#### ACTIVITY:
Output every entry below word for word, without its pictures.

[Referring expression pointing data]
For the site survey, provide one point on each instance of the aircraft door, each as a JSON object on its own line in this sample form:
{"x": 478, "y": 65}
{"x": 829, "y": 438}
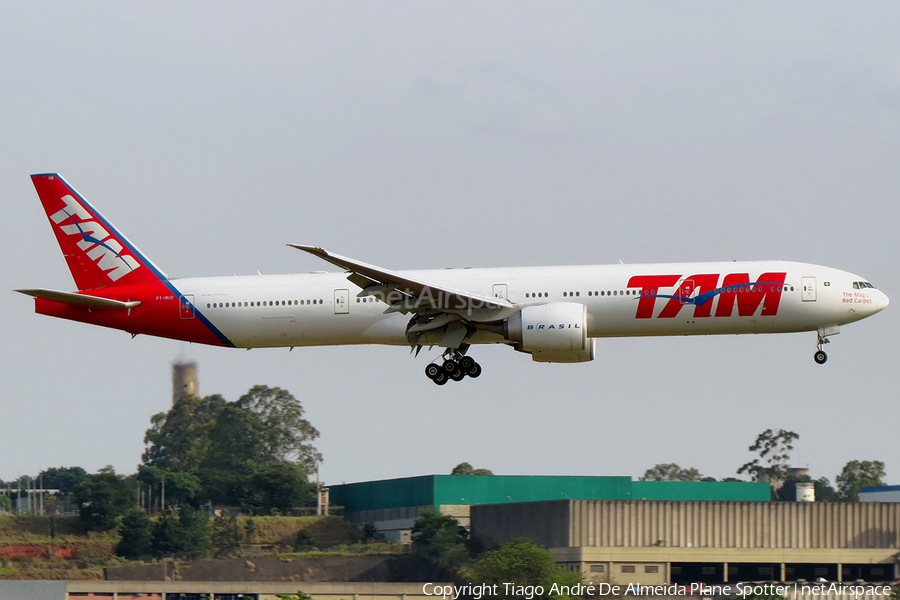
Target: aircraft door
{"x": 685, "y": 291}
{"x": 808, "y": 289}
{"x": 186, "y": 307}
{"x": 341, "y": 302}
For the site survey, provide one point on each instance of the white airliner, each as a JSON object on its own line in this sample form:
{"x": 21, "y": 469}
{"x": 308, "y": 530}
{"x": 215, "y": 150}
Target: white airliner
{"x": 555, "y": 314}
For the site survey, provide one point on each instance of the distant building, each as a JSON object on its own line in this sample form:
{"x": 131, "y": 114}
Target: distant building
{"x": 656, "y": 542}
{"x": 393, "y": 505}
{"x": 884, "y": 493}
{"x": 184, "y": 380}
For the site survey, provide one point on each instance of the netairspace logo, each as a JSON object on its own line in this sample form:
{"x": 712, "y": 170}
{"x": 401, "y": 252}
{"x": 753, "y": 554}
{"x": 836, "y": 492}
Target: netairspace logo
{"x": 530, "y": 592}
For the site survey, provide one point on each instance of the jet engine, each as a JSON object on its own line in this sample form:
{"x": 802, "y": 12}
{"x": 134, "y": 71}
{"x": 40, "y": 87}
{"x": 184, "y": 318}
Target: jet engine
{"x": 554, "y": 332}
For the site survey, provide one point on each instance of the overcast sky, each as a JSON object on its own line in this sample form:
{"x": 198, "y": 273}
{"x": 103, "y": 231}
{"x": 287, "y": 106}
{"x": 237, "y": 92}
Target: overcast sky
{"x": 439, "y": 134}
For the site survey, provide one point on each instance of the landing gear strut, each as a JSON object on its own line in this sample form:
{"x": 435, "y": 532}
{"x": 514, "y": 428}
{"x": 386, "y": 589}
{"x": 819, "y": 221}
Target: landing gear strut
{"x": 820, "y": 357}
{"x": 455, "y": 366}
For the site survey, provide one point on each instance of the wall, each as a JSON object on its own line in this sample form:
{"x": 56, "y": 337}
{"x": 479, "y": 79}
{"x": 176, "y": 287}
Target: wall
{"x": 644, "y": 524}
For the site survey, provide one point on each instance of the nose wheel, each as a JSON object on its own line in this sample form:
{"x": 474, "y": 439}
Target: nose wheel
{"x": 455, "y": 366}
{"x": 820, "y": 357}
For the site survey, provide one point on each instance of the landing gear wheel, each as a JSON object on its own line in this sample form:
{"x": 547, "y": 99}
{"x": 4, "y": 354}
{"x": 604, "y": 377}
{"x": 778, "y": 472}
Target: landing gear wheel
{"x": 432, "y": 371}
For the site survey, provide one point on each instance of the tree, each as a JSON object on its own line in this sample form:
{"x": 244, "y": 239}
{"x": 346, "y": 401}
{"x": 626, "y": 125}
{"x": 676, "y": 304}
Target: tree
{"x": 181, "y": 534}
{"x": 857, "y": 474}
{"x": 277, "y": 487}
{"x": 178, "y": 440}
{"x": 225, "y": 537}
{"x": 305, "y": 541}
{"x": 135, "y": 532}
{"x": 265, "y": 426}
{"x": 467, "y": 469}
{"x": 180, "y": 488}
{"x": 101, "y": 500}
{"x": 523, "y": 562}
{"x": 237, "y": 441}
{"x": 64, "y": 479}
{"x": 774, "y": 449}
{"x": 288, "y": 435}
{"x": 441, "y": 539}
{"x": 671, "y": 472}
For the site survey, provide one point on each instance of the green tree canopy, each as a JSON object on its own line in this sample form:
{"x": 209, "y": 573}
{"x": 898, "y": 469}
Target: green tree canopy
{"x": 774, "y": 451}
{"x": 101, "y": 500}
{"x": 180, "y": 488}
{"x": 857, "y": 474}
{"x": 441, "y": 539}
{"x": 524, "y": 563}
{"x": 265, "y": 426}
{"x": 671, "y": 472}
{"x": 135, "y": 532}
{"x": 64, "y": 479}
{"x": 276, "y": 487}
{"x": 288, "y": 436}
{"x": 181, "y": 534}
{"x": 178, "y": 440}
{"x": 467, "y": 469}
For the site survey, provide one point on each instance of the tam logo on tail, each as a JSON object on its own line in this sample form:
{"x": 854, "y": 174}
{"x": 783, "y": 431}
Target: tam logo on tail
{"x": 95, "y": 240}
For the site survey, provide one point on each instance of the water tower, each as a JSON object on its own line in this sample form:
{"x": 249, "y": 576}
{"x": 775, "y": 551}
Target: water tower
{"x": 806, "y": 492}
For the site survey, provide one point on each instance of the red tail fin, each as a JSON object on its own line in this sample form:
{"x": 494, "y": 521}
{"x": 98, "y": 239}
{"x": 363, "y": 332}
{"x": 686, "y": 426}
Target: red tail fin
{"x": 97, "y": 254}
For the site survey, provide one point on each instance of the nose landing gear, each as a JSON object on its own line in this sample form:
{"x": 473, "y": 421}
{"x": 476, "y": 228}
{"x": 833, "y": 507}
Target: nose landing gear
{"x": 456, "y": 366}
{"x": 820, "y": 357}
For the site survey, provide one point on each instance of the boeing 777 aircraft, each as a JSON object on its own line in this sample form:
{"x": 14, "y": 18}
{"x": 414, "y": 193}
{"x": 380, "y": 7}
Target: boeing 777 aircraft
{"x": 555, "y": 314}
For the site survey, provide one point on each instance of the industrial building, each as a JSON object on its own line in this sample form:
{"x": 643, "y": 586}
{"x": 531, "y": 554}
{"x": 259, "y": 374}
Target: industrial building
{"x": 883, "y": 493}
{"x": 657, "y": 542}
{"x": 393, "y": 505}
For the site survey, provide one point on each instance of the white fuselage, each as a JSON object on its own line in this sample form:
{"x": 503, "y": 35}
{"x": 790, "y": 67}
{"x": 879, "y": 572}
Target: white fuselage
{"x": 325, "y": 309}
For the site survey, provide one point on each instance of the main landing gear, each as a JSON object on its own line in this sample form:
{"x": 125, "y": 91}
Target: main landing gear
{"x": 456, "y": 366}
{"x": 820, "y": 357}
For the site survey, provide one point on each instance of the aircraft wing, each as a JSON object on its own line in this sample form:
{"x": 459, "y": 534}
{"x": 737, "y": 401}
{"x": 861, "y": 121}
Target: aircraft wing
{"x": 414, "y": 295}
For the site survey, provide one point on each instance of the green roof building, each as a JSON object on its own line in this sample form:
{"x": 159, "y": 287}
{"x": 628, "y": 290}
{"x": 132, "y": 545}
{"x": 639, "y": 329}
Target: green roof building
{"x": 393, "y": 505}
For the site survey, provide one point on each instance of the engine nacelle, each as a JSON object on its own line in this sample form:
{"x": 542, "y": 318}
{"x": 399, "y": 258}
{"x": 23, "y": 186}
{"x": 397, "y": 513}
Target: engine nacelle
{"x": 555, "y": 332}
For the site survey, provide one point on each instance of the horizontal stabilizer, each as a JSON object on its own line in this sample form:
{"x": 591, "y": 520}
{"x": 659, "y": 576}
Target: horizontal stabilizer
{"x": 80, "y": 299}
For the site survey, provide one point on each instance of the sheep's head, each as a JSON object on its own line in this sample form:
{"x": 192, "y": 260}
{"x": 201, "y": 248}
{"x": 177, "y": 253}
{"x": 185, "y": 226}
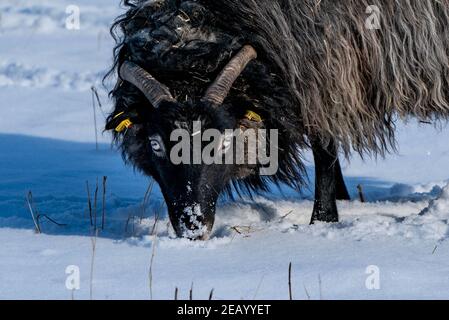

#### TASK SOLUTION:
For the site survey, provide one point on each instance of the aircraft door, each as a JSON object on its own line in this sample form:
{"x": 478, "y": 65}
{"x": 829, "y": 438}
Target: aircraft door
{"x": 685, "y": 291}
{"x": 808, "y": 289}
{"x": 186, "y": 307}
{"x": 341, "y": 302}
For the site survey, provide one point on each instance of the white airliner, each as a JSON object on its own line in this sample form:
{"x": 21, "y": 469}
{"x": 308, "y": 530}
{"x": 215, "y": 150}
Target: white airliner
{"x": 555, "y": 314}
For the site survey, provide one point on each instance of the distant building, each as a JSON object on its own line in this sample form:
{"x": 131, "y": 114}
Target: distant building
{"x": 656, "y": 542}
{"x": 393, "y": 505}
{"x": 884, "y": 493}
{"x": 184, "y": 380}
For the site survey, provide one point on each instance of the netairspace logo, each as a JSON object on its own line in this sample form:
{"x": 712, "y": 170}
{"x": 401, "y": 252}
{"x": 753, "y": 554}
{"x": 836, "y": 492}
Target: netairspace logo
{"x": 530, "y": 592}
For the site survey, provide one point on each instance of the jet engine, each as a JSON object on its own line in this sample form:
{"x": 802, "y": 12}
{"x": 134, "y": 71}
{"x": 40, "y": 87}
{"x": 184, "y": 318}
Target: jet engine
{"x": 554, "y": 332}
For the site survey, provide one point on each instance of the overcast sky, each as a JSON object on its own line in this sample form:
{"x": 198, "y": 273}
{"x": 103, "y": 231}
{"x": 287, "y": 106}
{"x": 237, "y": 92}
Target: overcast sky
{"x": 439, "y": 134}
For the site survey, provide one point on each instance of the landing gear strut, each as a JSON object on its own line in this sample form:
{"x": 435, "y": 532}
{"x": 514, "y": 428}
{"x": 386, "y": 589}
{"x": 819, "y": 221}
Target: landing gear strut
{"x": 820, "y": 357}
{"x": 455, "y": 366}
For the site survey, provide one point on each instance of the wall, each as a JSON object on its own line in this sample form:
{"x": 56, "y": 337}
{"x": 479, "y": 79}
{"x": 176, "y": 287}
Target: wall
{"x": 644, "y": 524}
For the site survey, provide one point on each instance of the nose wheel, each as a JSON object on its own line in this sample form:
{"x": 474, "y": 439}
Target: nose wheel
{"x": 455, "y": 366}
{"x": 820, "y": 357}
For the site survey, provide one point on each instance of the landing gear wheel, each as a JSON object on its own line in this sample form:
{"x": 547, "y": 99}
{"x": 4, "y": 354}
{"x": 604, "y": 377}
{"x": 778, "y": 472}
Target: landing gear wheel
{"x": 432, "y": 371}
For the site survey, provide one point on each instance of the tree, each as a JSON object on its own line in this sample form:
{"x": 244, "y": 239}
{"x": 346, "y": 401}
{"x": 626, "y": 125}
{"x": 676, "y": 304}
Target: tree
{"x": 181, "y": 534}
{"x": 857, "y": 474}
{"x": 277, "y": 487}
{"x": 178, "y": 440}
{"x": 225, "y": 537}
{"x": 305, "y": 541}
{"x": 135, "y": 532}
{"x": 265, "y": 426}
{"x": 467, "y": 469}
{"x": 180, "y": 488}
{"x": 101, "y": 500}
{"x": 523, "y": 562}
{"x": 237, "y": 441}
{"x": 64, "y": 479}
{"x": 774, "y": 449}
{"x": 288, "y": 435}
{"x": 441, "y": 539}
{"x": 671, "y": 472}
For the site survey, provide one point on each instance of the green tree canopy, each as a JSON object on its own line in this sample form:
{"x": 209, "y": 573}
{"x": 898, "y": 469}
Target: green tree canopy
{"x": 774, "y": 451}
{"x": 101, "y": 500}
{"x": 180, "y": 488}
{"x": 857, "y": 474}
{"x": 441, "y": 539}
{"x": 524, "y": 563}
{"x": 265, "y": 426}
{"x": 671, "y": 472}
{"x": 135, "y": 532}
{"x": 64, "y": 479}
{"x": 276, "y": 487}
{"x": 288, "y": 436}
{"x": 181, "y": 534}
{"x": 178, "y": 440}
{"x": 467, "y": 469}
For the site survey, provide one point on each instance of the tam logo on tail, each as a JSON object on its own line in this sample form:
{"x": 854, "y": 174}
{"x": 783, "y": 431}
Target: tam logo on tail
{"x": 95, "y": 240}
For the site survey, provide one point on each instance of the water tower, each as a JSON object on its own line in this sample form:
{"x": 249, "y": 576}
{"x": 775, "y": 551}
Target: water tower
{"x": 806, "y": 492}
For the site survey, provide one point on each instance of the red tail fin, each as a JSON object on its own line in this sample form:
{"x": 494, "y": 521}
{"x": 98, "y": 239}
{"x": 363, "y": 332}
{"x": 686, "y": 426}
Target: red tail fin
{"x": 97, "y": 254}
For the site survey, provide one point on each instance of the nose landing gear, each as a JSON object on its own line in this sample form:
{"x": 473, "y": 421}
{"x": 476, "y": 228}
{"x": 833, "y": 507}
Target: nose landing gear
{"x": 456, "y": 366}
{"x": 820, "y": 357}
For the site survey, provide one point on each instance of the boeing 777 aircraft, each as a JSON object on its own line in this sample form:
{"x": 14, "y": 18}
{"x": 414, "y": 193}
{"x": 380, "y": 7}
Target: boeing 777 aircraft
{"x": 555, "y": 314}
For the site survey, provide one point on each instance of the industrial building, each as a JSON object on its own line in this sample form:
{"x": 643, "y": 586}
{"x": 531, "y": 554}
{"x": 259, "y": 374}
Target: industrial building
{"x": 883, "y": 493}
{"x": 657, "y": 542}
{"x": 393, "y": 505}
For the site survey, provide one point on each instance of the white fuselage, each as a JSON object on its own line in this sample form:
{"x": 503, "y": 35}
{"x": 790, "y": 67}
{"x": 879, "y": 572}
Target: white fuselage
{"x": 325, "y": 309}
For the site survey, provide one point on each instance of the main landing gear, each as a JSON object on its own line in this sample form:
{"x": 125, "y": 91}
Target: main landing gear
{"x": 456, "y": 366}
{"x": 820, "y": 357}
For the site survey, provide one point on each instance of the aircraft wing, each as a JSON object on its own line in this sample form:
{"x": 459, "y": 534}
{"x": 737, "y": 401}
{"x": 861, "y": 121}
Target: aircraft wing
{"x": 414, "y": 295}
For the site survey, provide one point on each instance of the green roof building, each as a JSON object on its own line in this sample form:
{"x": 159, "y": 287}
{"x": 628, "y": 290}
{"x": 132, "y": 545}
{"x": 639, "y": 329}
Target: green roof building
{"x": 393, "y": 505}
For the site survey, provide one point on each instance of the engine nacelle, each as a JSON object on its own line in this sample form:
{"x": 542, "y": 318}
{"x": 399, "y": 258}
{"x": 23, "y": 186}
{"x": 397, "y": 513}
Target: engine nacelle
{"x": 555, "y": 332}
For the site survey, provide one point on each instance of the horizontal stabilizer, each as a JSON object on its own line in this sample form:
{"x": 591, "y": 520}
{"x": 659, "y": 576}
Target: horizontal stabilizer
{"x": 80, "y": 299}
For the site survey, provide one point on each instance of the sheep's head, each as a JSON object on its own line in this sample form:
{"x": 192, "y": 260}
{"x": 201, "y": 248}
{"x": 177, "y": 253}
{"x": 185, "y": 226}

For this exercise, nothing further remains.